### WHAT TO WORK ON
Go through the records and copy each line where the word "tree" occurs.

○ ○ ○ ○ ○

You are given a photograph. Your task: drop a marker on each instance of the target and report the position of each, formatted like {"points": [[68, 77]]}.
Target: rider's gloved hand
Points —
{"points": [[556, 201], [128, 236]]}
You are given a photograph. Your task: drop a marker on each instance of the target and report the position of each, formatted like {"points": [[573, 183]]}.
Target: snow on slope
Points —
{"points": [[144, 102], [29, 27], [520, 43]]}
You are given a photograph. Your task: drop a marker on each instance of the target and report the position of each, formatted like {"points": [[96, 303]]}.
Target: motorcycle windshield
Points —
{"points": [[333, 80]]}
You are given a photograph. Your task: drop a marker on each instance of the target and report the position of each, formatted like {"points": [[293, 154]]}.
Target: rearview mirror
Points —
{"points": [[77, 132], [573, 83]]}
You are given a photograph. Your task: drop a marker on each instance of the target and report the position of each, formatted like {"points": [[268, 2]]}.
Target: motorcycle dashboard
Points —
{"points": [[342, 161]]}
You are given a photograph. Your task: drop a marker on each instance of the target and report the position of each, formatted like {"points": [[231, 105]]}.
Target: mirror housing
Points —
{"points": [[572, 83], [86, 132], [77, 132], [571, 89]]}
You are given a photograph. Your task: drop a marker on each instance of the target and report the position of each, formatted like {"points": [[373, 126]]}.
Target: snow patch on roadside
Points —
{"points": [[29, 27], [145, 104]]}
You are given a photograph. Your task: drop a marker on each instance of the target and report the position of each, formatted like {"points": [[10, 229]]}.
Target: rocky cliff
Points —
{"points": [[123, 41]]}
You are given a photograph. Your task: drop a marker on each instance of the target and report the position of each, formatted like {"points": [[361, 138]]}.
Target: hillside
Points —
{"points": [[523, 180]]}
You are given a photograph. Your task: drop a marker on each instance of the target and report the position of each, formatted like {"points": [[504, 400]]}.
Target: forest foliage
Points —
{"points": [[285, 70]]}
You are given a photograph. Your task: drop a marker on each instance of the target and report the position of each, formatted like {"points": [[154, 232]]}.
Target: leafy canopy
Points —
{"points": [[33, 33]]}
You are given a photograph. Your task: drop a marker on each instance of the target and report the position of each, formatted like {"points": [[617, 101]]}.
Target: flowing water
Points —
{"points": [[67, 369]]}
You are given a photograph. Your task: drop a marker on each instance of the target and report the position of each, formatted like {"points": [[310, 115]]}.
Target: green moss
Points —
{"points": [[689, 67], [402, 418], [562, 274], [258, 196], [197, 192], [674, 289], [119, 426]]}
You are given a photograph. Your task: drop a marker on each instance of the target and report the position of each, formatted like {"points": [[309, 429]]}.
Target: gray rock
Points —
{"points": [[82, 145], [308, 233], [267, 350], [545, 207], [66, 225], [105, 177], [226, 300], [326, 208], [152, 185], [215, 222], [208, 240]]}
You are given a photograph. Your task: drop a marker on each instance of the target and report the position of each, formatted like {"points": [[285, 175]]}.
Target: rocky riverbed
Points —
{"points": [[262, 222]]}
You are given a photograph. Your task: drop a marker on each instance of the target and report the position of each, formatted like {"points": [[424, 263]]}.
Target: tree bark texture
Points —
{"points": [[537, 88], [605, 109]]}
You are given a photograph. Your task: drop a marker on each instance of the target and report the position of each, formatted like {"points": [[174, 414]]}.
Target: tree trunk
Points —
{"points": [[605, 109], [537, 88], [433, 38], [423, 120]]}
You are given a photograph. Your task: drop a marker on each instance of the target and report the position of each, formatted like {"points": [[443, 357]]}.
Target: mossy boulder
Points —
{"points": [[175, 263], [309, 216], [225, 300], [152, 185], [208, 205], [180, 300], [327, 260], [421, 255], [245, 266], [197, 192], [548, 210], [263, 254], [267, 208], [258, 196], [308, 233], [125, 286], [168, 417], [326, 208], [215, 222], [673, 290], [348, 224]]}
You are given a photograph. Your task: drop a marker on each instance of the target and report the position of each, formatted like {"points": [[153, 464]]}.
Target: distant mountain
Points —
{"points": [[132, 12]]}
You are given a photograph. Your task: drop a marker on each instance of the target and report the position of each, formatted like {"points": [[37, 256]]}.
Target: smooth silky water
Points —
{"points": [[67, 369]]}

○ ○ ○ ○ ○

### SOLUTION BELOW
Target: tree bark texture
Target: tree trunk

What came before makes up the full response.